Non, le shred se réfère ici à une pratique qui, mise entre de mauvaises mains, aurait pu se limiter à un simple

meme

mais qui, grâce à une poignée de génies, a réussi à accéder au rang d'art véritable. Comment résumer le shred en une phrase ? Disons que ce sont des types qui jouent tellement bien qu'ils ont décidé de jouer volontairement hyper mal et de le faire tellement bien que ça en devient totalement surpuissant. Vous suivez ? Pas grave. Vous allez comprendre. Voici le guide Noisey du shred.

L'INITIATEUR

La légende voudrait que le shred ait vu le jour en 2007, avec une série de vidéos réalisées par un musicien et artiste multimédia finlandais du nom de Santeri Ojala. Comme on le verra par la suite, c'est

presque

vrai. « Presque », car le véritable initiateur du mouvement artistique majeur de ces 10 dernières années est en réalité apparu un peu plus tôt, courant 2005, dans l'anonymat le plus total, livrant à la Société-Internet une oeuvre composée d'une seule et unique pièce : une spectaculaire version du classique de Danzig,

« Mother »
•••
→ **EXERCICE**: Citez mot pour mot le passage de l'extrait sur le shred qui commence par les mots « Non, le shred » et se termine après « Noisey du shred. ». Appuyez-vous uniquement sur l'extrait.

→ **JEU DE DONNÉES**:
•••
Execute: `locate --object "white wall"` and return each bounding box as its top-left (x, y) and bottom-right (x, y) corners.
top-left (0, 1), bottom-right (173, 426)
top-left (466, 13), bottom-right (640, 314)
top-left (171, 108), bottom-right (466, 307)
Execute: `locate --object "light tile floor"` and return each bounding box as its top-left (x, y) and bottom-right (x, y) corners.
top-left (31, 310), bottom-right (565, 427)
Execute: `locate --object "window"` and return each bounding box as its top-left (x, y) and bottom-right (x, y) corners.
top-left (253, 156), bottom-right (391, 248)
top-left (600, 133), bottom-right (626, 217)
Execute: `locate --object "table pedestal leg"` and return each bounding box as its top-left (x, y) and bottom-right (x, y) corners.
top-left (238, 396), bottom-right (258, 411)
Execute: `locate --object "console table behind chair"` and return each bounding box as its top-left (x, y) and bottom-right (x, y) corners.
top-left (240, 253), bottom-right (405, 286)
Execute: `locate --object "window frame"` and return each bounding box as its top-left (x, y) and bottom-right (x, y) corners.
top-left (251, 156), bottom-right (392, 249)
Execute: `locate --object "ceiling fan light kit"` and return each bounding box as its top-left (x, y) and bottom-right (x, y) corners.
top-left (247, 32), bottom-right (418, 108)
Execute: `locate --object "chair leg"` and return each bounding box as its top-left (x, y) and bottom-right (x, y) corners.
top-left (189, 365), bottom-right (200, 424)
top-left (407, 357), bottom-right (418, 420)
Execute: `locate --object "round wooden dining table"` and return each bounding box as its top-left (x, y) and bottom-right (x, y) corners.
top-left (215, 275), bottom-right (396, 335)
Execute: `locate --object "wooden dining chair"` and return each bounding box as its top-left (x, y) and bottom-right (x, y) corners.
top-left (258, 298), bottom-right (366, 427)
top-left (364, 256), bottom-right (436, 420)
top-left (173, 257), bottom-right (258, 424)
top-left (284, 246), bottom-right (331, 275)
•••
→ **RÉPONSE**:
Non, le shred se réfère ici à une pratique qui, mise entre de mauvaises mains, aurait pu se limiter à un simple

meme

mais qui, grâce à une poignée de génies, a réussi à accéder au rang d'art véritable. Comment résumer le shred en une phrase ? Disons que ce sont des types qui jouent tellement bien qu'ils ont décidé de jouer volontairement hyper mal et de le faire tellement bien que ça en devient totalement surpuissant. Vous suivez ? Pas grave. Vous allez comprendre. Voici le guide Noisey du shred.